• Your task:
What is the count of lines in the listing below that hold the string "sidewalk"? Reply with that number alone.
*****
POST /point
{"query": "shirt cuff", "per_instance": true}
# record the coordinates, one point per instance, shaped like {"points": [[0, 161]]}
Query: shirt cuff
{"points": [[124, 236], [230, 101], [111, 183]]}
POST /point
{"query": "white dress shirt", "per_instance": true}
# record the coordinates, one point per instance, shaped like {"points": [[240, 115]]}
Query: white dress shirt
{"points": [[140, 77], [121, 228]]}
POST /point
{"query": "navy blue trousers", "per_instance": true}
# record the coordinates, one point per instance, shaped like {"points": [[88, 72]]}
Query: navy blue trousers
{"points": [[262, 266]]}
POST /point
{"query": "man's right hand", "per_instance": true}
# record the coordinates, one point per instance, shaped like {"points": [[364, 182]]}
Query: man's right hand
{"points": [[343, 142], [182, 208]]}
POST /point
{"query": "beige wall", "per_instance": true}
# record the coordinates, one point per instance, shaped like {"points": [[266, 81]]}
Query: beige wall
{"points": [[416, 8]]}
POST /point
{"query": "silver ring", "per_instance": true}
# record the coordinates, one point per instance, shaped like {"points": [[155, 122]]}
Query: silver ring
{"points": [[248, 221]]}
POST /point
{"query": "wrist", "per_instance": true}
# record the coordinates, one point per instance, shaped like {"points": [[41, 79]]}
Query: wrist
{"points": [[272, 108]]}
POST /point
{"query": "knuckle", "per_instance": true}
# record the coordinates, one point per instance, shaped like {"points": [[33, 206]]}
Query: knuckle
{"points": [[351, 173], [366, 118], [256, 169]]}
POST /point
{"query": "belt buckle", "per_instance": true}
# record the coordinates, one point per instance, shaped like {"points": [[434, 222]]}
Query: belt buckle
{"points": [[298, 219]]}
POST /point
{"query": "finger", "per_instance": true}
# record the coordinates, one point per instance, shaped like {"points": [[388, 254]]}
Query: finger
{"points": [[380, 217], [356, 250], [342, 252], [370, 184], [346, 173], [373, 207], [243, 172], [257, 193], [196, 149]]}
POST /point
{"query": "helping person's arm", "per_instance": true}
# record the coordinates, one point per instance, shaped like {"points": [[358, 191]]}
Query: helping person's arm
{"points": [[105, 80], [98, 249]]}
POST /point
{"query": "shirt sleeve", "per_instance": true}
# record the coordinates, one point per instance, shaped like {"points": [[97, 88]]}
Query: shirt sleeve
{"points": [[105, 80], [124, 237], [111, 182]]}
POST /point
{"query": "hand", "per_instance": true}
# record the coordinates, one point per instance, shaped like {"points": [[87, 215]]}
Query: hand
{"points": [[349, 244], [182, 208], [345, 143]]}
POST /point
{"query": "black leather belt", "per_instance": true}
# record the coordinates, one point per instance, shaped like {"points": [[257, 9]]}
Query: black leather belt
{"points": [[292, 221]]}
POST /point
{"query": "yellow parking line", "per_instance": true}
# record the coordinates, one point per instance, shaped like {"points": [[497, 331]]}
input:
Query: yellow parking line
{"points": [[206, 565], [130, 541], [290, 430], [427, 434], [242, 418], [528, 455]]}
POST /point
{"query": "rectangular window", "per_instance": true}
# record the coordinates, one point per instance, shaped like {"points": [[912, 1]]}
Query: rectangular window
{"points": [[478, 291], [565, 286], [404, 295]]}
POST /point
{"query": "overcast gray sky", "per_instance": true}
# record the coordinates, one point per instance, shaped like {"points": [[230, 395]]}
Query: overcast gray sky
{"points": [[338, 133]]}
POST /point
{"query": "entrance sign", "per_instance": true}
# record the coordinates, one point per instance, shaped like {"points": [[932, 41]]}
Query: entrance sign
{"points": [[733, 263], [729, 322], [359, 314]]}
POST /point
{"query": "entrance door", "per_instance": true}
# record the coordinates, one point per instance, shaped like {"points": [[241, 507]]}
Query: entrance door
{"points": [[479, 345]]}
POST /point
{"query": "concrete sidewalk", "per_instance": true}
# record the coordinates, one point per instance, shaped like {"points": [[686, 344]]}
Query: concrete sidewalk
*****
• Output below:
2